• [WORK TO COMPLETE] Write out the items below again, beginning at the line that has "of the narrow" and continuing to the end, with "marker" swapped for "pin" each time it occurs and nothing else changed.

• [Extracted data entries]
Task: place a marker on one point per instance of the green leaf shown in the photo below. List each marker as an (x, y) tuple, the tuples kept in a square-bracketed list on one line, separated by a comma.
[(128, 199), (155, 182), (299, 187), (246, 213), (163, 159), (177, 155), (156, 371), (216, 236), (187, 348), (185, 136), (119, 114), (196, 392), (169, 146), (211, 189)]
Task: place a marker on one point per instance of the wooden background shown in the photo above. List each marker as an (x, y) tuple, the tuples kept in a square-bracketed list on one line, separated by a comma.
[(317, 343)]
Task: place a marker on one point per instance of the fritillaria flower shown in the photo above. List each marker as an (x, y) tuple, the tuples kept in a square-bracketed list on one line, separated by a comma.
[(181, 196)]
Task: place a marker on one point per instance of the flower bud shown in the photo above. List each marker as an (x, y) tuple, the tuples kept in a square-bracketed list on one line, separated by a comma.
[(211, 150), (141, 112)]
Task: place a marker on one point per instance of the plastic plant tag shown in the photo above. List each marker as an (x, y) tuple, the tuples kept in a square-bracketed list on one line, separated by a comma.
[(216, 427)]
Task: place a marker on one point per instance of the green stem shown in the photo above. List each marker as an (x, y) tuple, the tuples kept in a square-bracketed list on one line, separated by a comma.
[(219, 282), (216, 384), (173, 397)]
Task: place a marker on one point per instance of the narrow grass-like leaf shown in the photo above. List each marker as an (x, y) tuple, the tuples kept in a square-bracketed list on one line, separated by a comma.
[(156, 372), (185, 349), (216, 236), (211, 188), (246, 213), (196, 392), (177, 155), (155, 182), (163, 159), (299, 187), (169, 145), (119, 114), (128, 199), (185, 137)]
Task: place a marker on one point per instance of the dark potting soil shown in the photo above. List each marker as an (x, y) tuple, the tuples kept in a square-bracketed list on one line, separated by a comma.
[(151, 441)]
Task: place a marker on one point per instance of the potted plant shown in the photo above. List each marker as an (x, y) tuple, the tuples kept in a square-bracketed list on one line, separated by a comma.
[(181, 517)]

• [RESULT]
Task: place a pin on one point per instance of the narrow grass-like leaf shown in the photo above. List each pin as an (x, y) tuple, the tuples kept in a square-bracketed list on one line, separated by a comma.
[(156, 372), (185, 349), (216, 236), (211, 188), (246, 213), (196, 392), (177, 155), (155, 182), (163, 159), (299, 187), (169, 145), (119, 114), (128, 199), (185, 137)]
Task: place a pin on one point per instance of the dark potting soil shown in the photo above. List each pin as an (x, y) tuple, the tuples kept in a square-bracketed list on one line, separated by a comma.
[(151, 441)]
Task: place a pin on one point per instance of the potted plant shown in the photo above. List each pin as an (x, y) tuple, the tuples kept in a square-bracketed list on one line, separated by a comma.
[(181, 517)]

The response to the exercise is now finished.